* **What you are asked to do**: Copy every one of the items below word for word.

* **Records to use**:
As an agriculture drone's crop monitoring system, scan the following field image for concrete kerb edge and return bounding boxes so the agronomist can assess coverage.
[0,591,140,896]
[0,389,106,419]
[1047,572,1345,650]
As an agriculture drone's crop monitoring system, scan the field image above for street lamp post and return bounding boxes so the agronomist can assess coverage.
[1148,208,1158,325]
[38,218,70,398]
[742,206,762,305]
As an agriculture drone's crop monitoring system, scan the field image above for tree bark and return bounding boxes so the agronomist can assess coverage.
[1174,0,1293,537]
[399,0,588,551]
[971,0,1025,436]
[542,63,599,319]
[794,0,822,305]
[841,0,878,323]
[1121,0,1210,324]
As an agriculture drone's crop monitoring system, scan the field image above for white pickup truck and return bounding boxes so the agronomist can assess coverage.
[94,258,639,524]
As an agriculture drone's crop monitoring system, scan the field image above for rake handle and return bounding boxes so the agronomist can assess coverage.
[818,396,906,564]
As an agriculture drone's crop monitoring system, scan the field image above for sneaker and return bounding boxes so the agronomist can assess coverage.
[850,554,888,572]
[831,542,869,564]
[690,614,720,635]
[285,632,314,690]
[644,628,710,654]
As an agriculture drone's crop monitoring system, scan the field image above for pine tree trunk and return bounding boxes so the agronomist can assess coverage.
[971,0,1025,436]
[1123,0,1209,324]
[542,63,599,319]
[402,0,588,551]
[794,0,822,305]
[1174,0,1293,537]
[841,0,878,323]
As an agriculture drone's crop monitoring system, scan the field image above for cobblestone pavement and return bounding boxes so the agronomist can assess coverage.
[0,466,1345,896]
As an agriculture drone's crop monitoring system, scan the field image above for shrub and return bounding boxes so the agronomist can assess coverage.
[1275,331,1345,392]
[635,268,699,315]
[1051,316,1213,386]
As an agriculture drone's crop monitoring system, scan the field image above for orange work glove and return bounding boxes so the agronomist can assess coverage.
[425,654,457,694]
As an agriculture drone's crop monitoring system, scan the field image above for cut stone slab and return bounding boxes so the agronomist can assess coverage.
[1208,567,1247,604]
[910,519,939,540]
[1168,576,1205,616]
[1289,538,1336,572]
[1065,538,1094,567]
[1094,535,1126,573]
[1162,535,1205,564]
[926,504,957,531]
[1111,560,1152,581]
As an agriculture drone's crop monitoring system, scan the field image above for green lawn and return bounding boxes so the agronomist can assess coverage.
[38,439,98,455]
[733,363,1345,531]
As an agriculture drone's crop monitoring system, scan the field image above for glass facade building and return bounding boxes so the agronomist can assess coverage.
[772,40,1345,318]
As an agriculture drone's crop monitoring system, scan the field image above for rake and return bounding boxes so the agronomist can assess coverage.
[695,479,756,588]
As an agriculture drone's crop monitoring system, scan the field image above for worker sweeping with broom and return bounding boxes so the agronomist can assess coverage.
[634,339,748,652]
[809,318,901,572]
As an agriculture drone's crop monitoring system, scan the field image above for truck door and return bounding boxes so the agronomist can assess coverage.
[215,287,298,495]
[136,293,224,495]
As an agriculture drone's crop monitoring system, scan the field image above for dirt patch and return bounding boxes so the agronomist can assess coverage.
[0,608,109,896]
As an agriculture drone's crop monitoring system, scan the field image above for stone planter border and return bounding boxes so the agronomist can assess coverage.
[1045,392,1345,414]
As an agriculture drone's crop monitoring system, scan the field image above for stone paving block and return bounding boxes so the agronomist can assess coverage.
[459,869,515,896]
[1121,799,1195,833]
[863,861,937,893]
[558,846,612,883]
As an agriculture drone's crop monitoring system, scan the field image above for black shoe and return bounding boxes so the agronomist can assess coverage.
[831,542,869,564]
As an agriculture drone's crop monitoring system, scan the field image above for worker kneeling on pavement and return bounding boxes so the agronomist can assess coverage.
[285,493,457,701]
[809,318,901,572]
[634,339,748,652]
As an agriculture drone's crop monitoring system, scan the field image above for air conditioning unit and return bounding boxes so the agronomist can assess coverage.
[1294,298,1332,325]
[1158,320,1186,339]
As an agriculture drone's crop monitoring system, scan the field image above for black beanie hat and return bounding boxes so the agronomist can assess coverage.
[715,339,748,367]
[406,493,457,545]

* **Solution**:
As an agriculture drone's crop monitoring system, scan the following field image for concrete kerb edge and return bounding boxes so the agronomist can assess coverage.
[0,591,140,896]
[0,389,106,419]
[1047,572,1345,650]
As an agriculture drone's crop monitoring system, scan the field image above for street lamp post and return bounding boxes so the agronomist can assess coverage.
[1148,208,1158,325]
[38,218,70,398]
[742,206,762,305]
As an agriculture drone's crop monitoring system, scan the field image above for tree bark and return bounding boxes so the agronomist can assess coverage.
[1174,0,1293,537]
[399,0,588,551]
[971,0,1025,436]
[542,63,599,319]
[794,0,822,305]
[841,0,878,323]
[1121,0,1210,324]
As an agriculture drone's crop monitoring system, scan the field image above for white pickup truck and return bounding boxes so the agronomist can assess coverage.
[94,258,639,524]
As an agriculture drone's crop monitoring system, scan the field image above for rake handle and return bounding boxes so the agronomist can assess coverage.
[818,396,906,564]
As an agriculture drone's crop monitoring system, scan the field image above for sneaker and return bounding boxes so the agronomist can assess coverage.
[850,554,888,572]
[831,542,869,564]
[690,614,720,635]
[285,632,314,690]
[644,628,710,654]
As an agriculture drone's crop monitoring system, scan the field image above for pine tree trunk and return bounding boxes so the agronomist can assess coverage.
[971,0,1025,436]
[1123,0,1209,324]
[542,63,599,319]
[402,0,588,551]
[794,0,822,305]
[1174,0,1293,537]
[841,0,878,323]
As an agriculture drone's crop monitoring system, scan the field image above for cobblestone pavement and return bounding boxes so the agronomist can assess coverage.
[0,466,1345,896]
As an agriculture drone's crop monitoring system, scan the field image above for shrub and return bounding boxes so the agronomist can assess coverage.
[1275,331,1345,392]
[635,268,699,315]
[1051,316,1213,386]
As an agriculture drone's crop monitoring system, scan the field image above for orange work glove and return bounding boxes so the agronomist can assess coverage.
[425,654,457,694]
As an agriculture drone's crop monitoring system, scan the field image above for cut stone slab and return bounding boxes so the agronomist can assess coverage.
[1208,567,1247,604]
[910,519,939,540]
[1168,576,1205,616]
[1289,538,1336,572]
[1065,538,1094,567]
[1094,535,1126,573]
[1162,535,1205,564]
[926,504,957,531]
[1111,560,1152,581]
As an agriculture drone's crop monitoring system, scan the field image above for green lawn and return bounding boxes so the agronomist can assess coverage.
[38,439,98,455]
[733,363,1345,531]
As an agriculture drone's crop monitoring system, scan the field image above for glass facade building and return bounding boxes so the agronomist can assess coverage.
[772,40,1345,318]
As an agriculture drone's crop monitoring system, scan the field image above for rake and return bounding boxes so the agronomist can assess coverage.
[695,479,756,588]
As an agriculture drone's crop monitoring system, scan the field image above for worker sweeping with broom and return bounding boxes so the agronomist can assess coverage.
[634,339,748,652]
[809,318,901,572]
As an agriculture drone's crop monitoring system, scan the field image above for truck door and return bounding boxes so the agronomist can assess coverage.
[215,287,298,495]
[136,293,224,495]
As an agriculture drone's crop monitoring system, scan the field image above for dirt patch and return bounding boxes so the agronomist can assess coverage.
[0,608,109,896]
As an agriculture drone's crop monitoring system, scan the field image above for stone planter border and return bounding boxes so the agronomist can assess coverage.
[1045,392,1345,414]
As an agriculture drone's crop monitoring system, scan the field image above for stone paving block and return bounding boxes so the agronomist can assess coverage.
[459,869,515,896]
[1121,799,1195,833]
[863,861,937,893]
[558,846,612,883]
As an agriculture drone's crop monitoring system, scan the field image above for black shoe and return bounding boxes so the agronomist can assess coverage.
[831,542,869,564]
As an agriculture drone's crop monitoring system, scan the field image above for worker kneeling on pavement and return bounding boxes so the agronomist can assess coverage.
[285,493,457,701]
[809,318,901,572]
[634,339,748,652]
As an agriculture drone's crop monitoring system, scan the field image above for air conditioning unit and return bounding boxes so the agronomist can assess coverage.
[1294,298,1332,325]
[1158,320,1186,339]
As an agriculture drone's crop monitoring system, scan the field image above for black beanie hat and return bounding boxes so the agronomist can assess coverage.
[715,339,748,367]
[406,493,457,545]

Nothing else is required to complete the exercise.